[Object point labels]
- - -

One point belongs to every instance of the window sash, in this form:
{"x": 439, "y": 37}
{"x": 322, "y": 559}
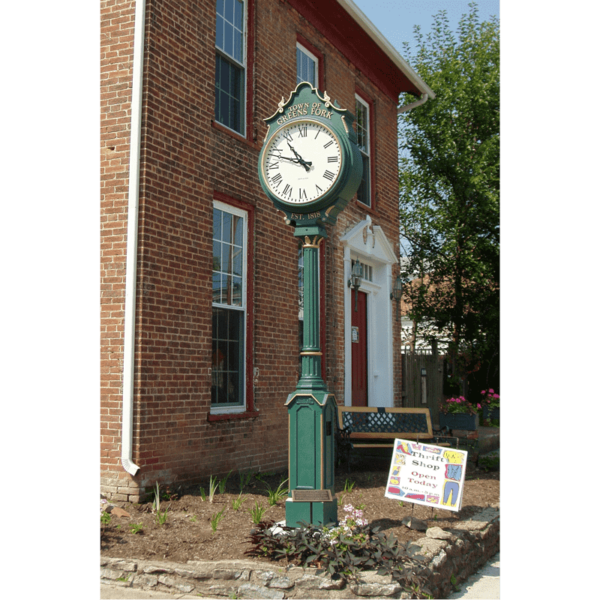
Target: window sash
{"x": 364, "y": 143}
{"x": 229, "y": 323}
{"x": 230, "y": 65}
{"x": 307, "y": 66}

- - -

_Task to complete_
Output every line of the items above word for word, leaving out the pictures.

_Response to the task_
One point belongs to every instance of the window sash, in this form:
{"x": 439, "y": 37}
{"x": 322, "y": 559}
Target: window sash
{"x": 364, "y": 143}
{"x": 229, "y": 323}
{"x": 230, "y": 65}
{"x": 307, "y": 66}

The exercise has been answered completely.